Data records:
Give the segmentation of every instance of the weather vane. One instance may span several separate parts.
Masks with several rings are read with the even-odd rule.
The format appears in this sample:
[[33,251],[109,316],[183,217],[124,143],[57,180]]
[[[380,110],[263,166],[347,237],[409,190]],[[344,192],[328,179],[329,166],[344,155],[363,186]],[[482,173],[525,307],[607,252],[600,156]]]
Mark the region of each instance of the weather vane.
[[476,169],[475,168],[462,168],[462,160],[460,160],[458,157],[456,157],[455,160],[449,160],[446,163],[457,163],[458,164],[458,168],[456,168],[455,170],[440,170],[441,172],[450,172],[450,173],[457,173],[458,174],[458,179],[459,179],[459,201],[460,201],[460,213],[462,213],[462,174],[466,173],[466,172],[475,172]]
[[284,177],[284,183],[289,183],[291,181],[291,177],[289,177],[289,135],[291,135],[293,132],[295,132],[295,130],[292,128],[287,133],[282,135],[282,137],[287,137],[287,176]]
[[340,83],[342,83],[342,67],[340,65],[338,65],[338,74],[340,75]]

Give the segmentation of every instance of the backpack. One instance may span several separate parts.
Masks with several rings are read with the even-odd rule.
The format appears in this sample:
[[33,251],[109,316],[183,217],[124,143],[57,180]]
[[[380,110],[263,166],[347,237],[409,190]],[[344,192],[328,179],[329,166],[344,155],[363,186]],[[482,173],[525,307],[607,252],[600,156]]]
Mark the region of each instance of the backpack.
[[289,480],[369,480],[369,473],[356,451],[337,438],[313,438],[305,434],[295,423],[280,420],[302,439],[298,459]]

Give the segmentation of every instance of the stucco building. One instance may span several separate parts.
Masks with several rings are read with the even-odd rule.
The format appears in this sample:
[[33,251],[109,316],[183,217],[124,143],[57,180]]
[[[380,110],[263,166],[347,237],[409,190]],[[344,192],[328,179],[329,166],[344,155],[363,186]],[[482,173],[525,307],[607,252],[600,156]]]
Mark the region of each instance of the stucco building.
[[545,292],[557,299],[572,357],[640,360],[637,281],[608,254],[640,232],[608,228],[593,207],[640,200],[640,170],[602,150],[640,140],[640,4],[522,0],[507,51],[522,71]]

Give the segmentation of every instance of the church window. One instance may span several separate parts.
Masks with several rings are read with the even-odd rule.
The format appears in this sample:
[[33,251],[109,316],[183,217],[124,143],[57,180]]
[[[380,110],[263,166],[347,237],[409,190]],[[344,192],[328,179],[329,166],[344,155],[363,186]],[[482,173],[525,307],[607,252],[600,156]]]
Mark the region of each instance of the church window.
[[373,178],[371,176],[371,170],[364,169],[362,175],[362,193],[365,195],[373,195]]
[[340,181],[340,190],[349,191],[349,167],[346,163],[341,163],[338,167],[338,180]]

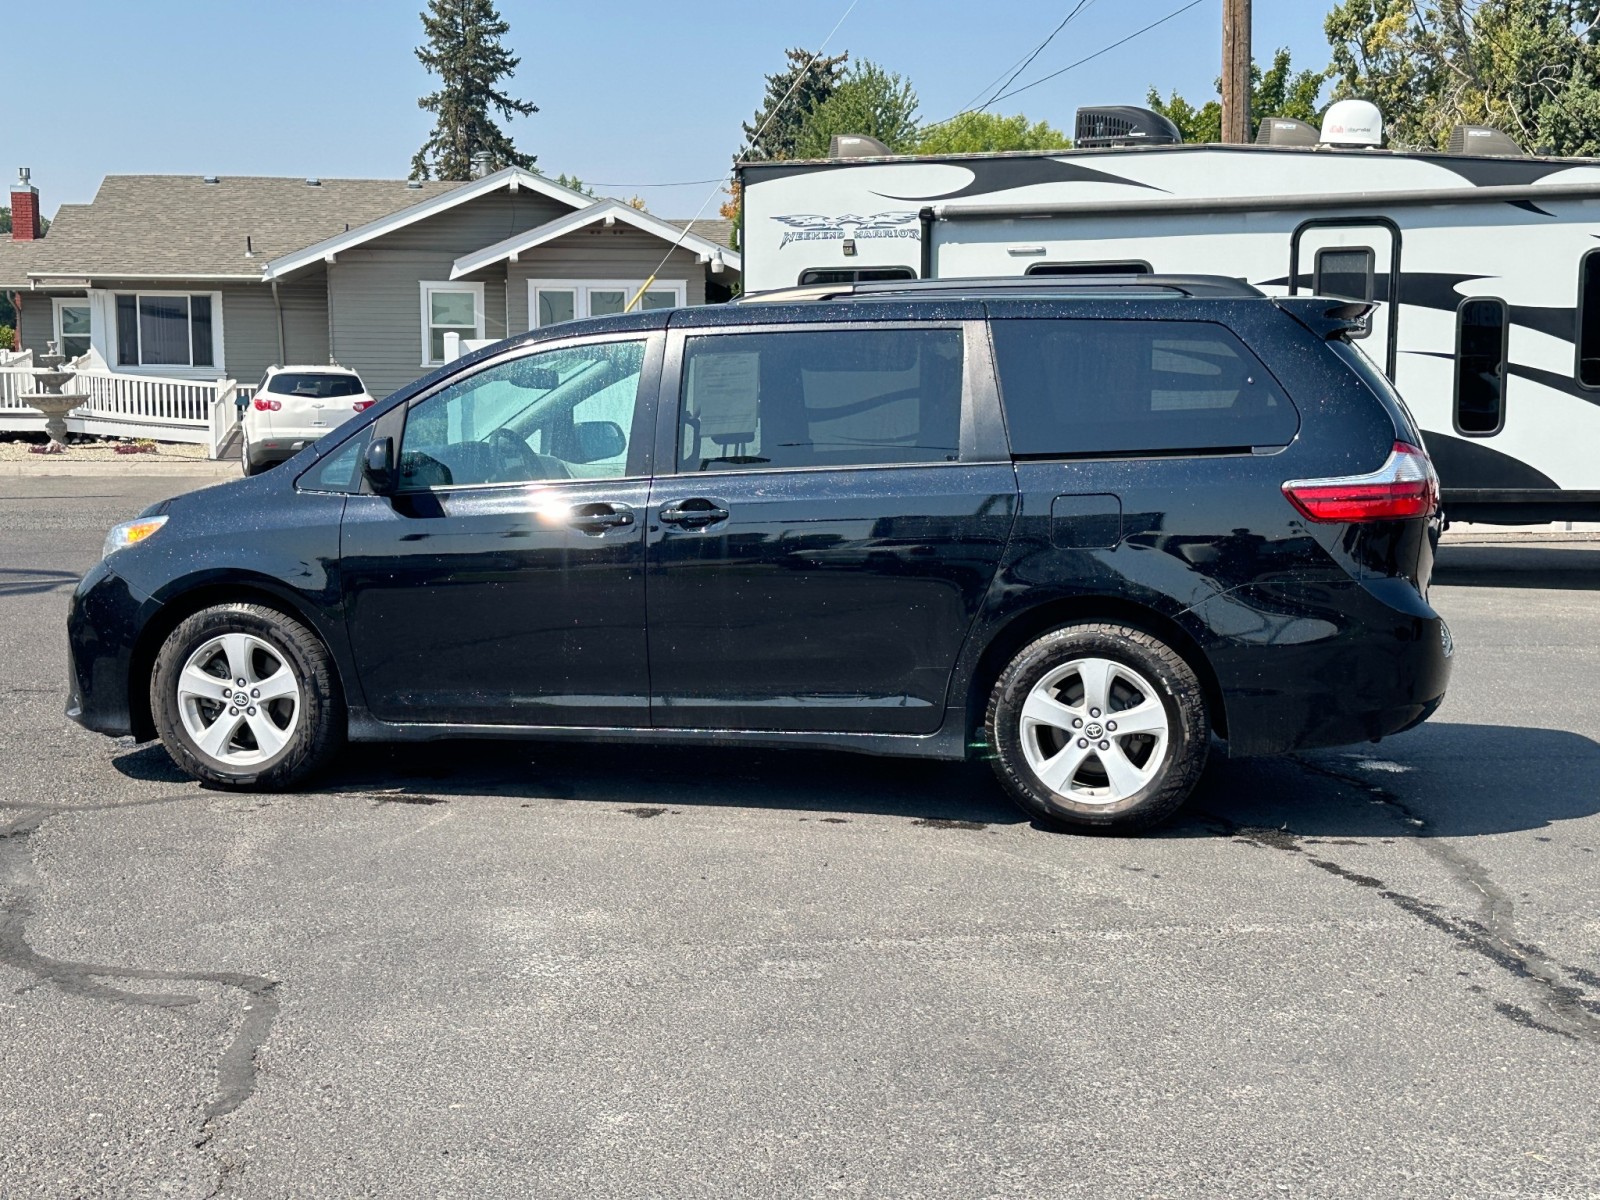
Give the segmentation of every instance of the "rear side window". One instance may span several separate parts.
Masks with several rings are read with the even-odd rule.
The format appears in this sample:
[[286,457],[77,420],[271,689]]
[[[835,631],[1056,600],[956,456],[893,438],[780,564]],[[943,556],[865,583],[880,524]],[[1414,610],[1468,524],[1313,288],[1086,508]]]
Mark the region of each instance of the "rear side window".
[[800,272],[800,282],[810,283],[881,283],[890,279],[915,279],[917,273],[910,267],[812,267]]
[[361,395],[361,380],[354,375],[314,375],[284,371],[267,380],[267,391],[282,396],[305,396],[310,400],[331,400],[337,396]]
[[[1376,296],[1377,258],[1366,246],[1329,247],[1317,251],[1311,290],[1338,300],[1371,300]],[[1364,338],[1372,332],[1369,314],[1361,330],[1349,336]]]
[[1029,275],[1148,275],[1150,264],[1139,260],[1097,263],[1034,263]]
[[1019,458],[1283,446],[1294,405],[1227,329],[1207,321],[995,321]]
[[1504,300],[1463,300],[1456,312],[1456,430],[1488,437],[1506,422]]
[[954,462],[959,329],[690,338],[681,471]]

What the exercise asks: Drop the pictures, then write out everything else in the records exactly.

The completed task:
Give the segmentation of every instance of the weather vane. One instance may span several separate parts.
Masks with several rings are read with the even-odd rule.
The format appears in this sample:
[[33,251],[109,316],[183,217],[124,143],[57,180]]
[[[380,110],[263,166],[347,237],[409,190]],[[344,192],[328,179],[329,166],[344,155],[363,186]],[[482,173],[525,307],[607,252],[600,156]]]
Mark the region of each instance of the weather vane.
[[476,169],[475,168],[462,168],[462,160],[460,160],[458,157],[456,157],[455,160],[449,160],[446,163],[457,163],[458,164],[458,168],[456,168],[455,170],[440,170],[441,172],[450,172],[450,173],[457,173],[458,174],[458,179],[459,179],[459,201],[460,201],[460,213],[462,213],[462,174],[466,173],[466,172],[475,172]]
[[284,177],[284,183],[289,183],[291,181],[291,177],[289,177],[289,135],[291,135],[293,132],[295,132],[295,130],[292,128],[287,133],[282,135],[282,137],[287,137],[287,176]]
[[340,83],[342,83],[342,67],[340,65],[338,65],[338,74],[340,75]]

Give the segmentation of every instance of the backpack. One instance may span several separate parts.
Masks with several rings are read with the even-odd rule.
The format appears in this sample:
[[33,251],[109,316],[183,217],[124,143],[57,180]]
[[[380,110],[263,166],[347,237],[409,190]],[[344,192],[328,179],[329,166],[344,155],[363,186]],[[482,173],[525,307],[607,252],[600,156]]]
Mark the region of each instance of the backpack.
[[289,480],[369,480],[369,473],[356,451],[337,438],[313,438],[305,434],[295,423],[280,420],[302,439],[298,459]]

Give the segmentation of every instance of the stucco building. One instance may span several separate parts.
Masks with several rings are read with the even-odd rule.
The format appears in this sample:
[[33,251],[109,316],[183,217],[124,143],[57,180]]
[[[380,110],[263,166],[347,237],[409,190]],[[344,192],[328,179],[329,166],[344,155],[363,186]],[[482,173],[525,307],[607,252],[600,156]]]
Mark the region of each instance of the stucco building.
[[545,292],[557,299],[572,357],[640,360],[637,281],[608,254],[640,232],[608,228],[593,207],[640,200],[640,170],[602,150],[640,140],[640,4],[522,0],[507,51],[522,71]]

Give the segmentation of every instance of the church window. One instance may span several separate parts.
Masks with several rings are read with the even-odd rule.
The format appears in this sample:
[[33,251],[109,316],[183,217],[124,143],[57,180]]
[[[380,110],[263,166],[347,237],[409,190]],[[344,192],[328,179],[329,166],[344,155],[363,186]],[[482,173],[525,307],[607,252],[600,156]]]
Mark the region of each instance of the church window.
[[373,178],[371,176],[371,170],[364,169],[362,175],[362,193],[365,195],[373,195]]
[[340,181],[340,190],[349,191],[349,167],[346,163],[341,163],[338,167],[338,180]]

Give the segmentation of every instance of the "rear side window". One instance may span several separate parts.
Masks with several rings are read with the even-odd rule.
The format appears in this sample:
[[286,457],[77,420],[271,689]]
[[[835,631],[1056,600],[956,456],[893,438],[780,564]],[[943,556],[865,583],[880,524]],[[1414,610],[1468,524],[1313,288],[1086,508]]]
Mark the region of each instance of the "rear side window".
[[800,272],[800,282],[810,283],[881,283],[890,279],[915,279],[917,273],[910,267],[812,267]]
[[361,395],[361,380],[354,375],[314,375],[284,371],[267,380],[267,391],[282,396],[305,396],[310,400],[331,400],[337,396]]
[[[1376,296],[1377,258],[1366,246],[1329,247],[1317,251],[1311,290],[1338,300],[1371,300]],[[1364,338],[1372,332],[1369,314],[1361,330],[1349,336]]]
[[1029,275],[1148,275],[1150,264],[1139,260],[1097,263],[1034,263]]
[[1019,458],[1283,446],[1294,405],[1227,329],[1207,321],[995,321]]
[[1504,300],[1463,300],[1456,312],[1456,430],[1488,437],[1506,422]]
[[954,462],[959,329],[690,338],[681,471]]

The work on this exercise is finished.